■ **PAGE**:
= = = = =

Studio album by Paul King
- Released: 1987
- Recorded: Multi Level Unique Recording Studios Greene Street Studios, NYC
- Genre: Pop rock
- Length: 43:21
- Label: CBS
- Producer: Dan Hartman

Paul King chronology
| Bitter Sweet (1986) | Joy (1987) | The Best of King - Love & Pride (1998) |

= Joy (Paul King album) =

Joy is the only solo album by British singer Paul King, released in 1987, on CBS after King, the band he was lead singer for split up in 1986.

The album was produced by American musician Dan Hartman. It failed to chart, and only produced a minor hit out of two single releases: "I Know", which stalled at number 59, and "Follow My Heart", which failed to chart in the UK top 75.

==Overview==
The album was more pop rock-oriented than the more new wave-sounding albums by the King group. The album contains extensive use of brass (being especially evident in the first single "I Know"), played by The Uptown Horns quartet, as well as background vocals, recorded in two separate sessions, one held in Detroit and the other in New York. The singer Nona Hendryx features on backing vocals on track "Slow Motion".

= = = = =

■ **PROVIDED DATA**:
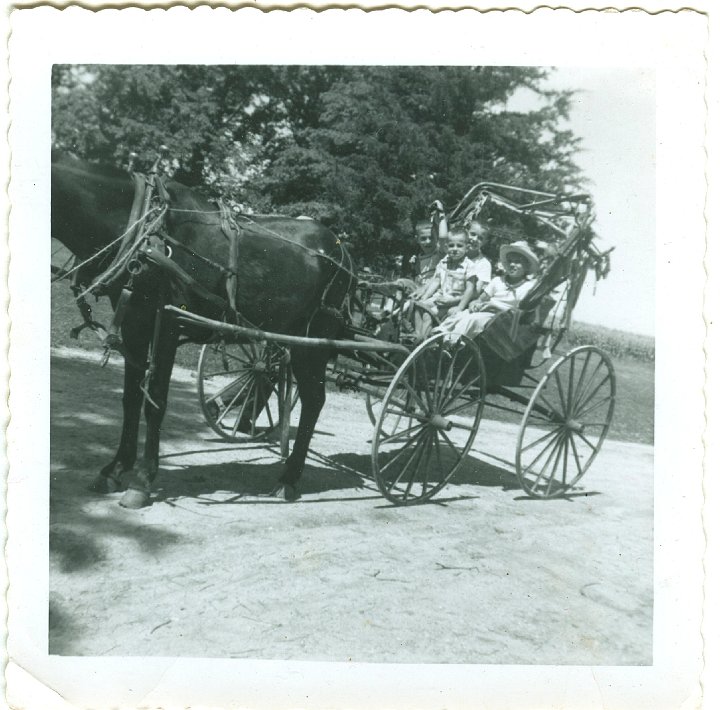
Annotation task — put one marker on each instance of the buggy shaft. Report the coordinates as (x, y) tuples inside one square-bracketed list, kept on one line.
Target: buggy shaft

= = = = =

In the article about the album Joy, do these statements agree with the text? Answer yes or no for each and quote the words that decide it. 1. "Follow My Heart" reached the UK top 75. 2. Joy was produced by Dan Hartman. 3. Nona Hendryx sings backing vocals on "I Know".

1. No: "Follow My Heart", which failed to chart in the UK top 75
2. Yes: "The album was produced by American musician Dan Hartman."
3. No: "The singer Nona Hendryx features on backing vocals on track "Slow Motion"."